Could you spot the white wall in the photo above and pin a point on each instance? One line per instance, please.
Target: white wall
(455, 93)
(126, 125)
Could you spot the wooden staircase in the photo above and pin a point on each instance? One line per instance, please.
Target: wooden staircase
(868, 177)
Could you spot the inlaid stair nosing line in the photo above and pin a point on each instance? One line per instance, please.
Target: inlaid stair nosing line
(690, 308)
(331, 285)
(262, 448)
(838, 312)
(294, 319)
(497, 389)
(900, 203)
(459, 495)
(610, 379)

Co trzeba zrobić » Przepisz wszystkie wiersze powyżej bez żadnej zmiany.

Rozwiązane zadanie »
Could you spot the white wall in the photo above and pin a point on each instance? One line per instance, please.
Target: white wall
(455, 93)
(126, 125)
Could you spot the wooden staircase in the photo above and pin a point on each instance? One line per instance, please.
Target: wooden staircase
(868, 177)
Could you spot the inlaid stair nosing line in the photo above and pin a point on each instance? One line per instance, please.
Target: inlaid stair nosing line
(690, 308)
(331, 285)
(262, 448)
(838, 312)
(294, 319)
(497, 389)
(900, 203)
(459, 495)
(610, 379)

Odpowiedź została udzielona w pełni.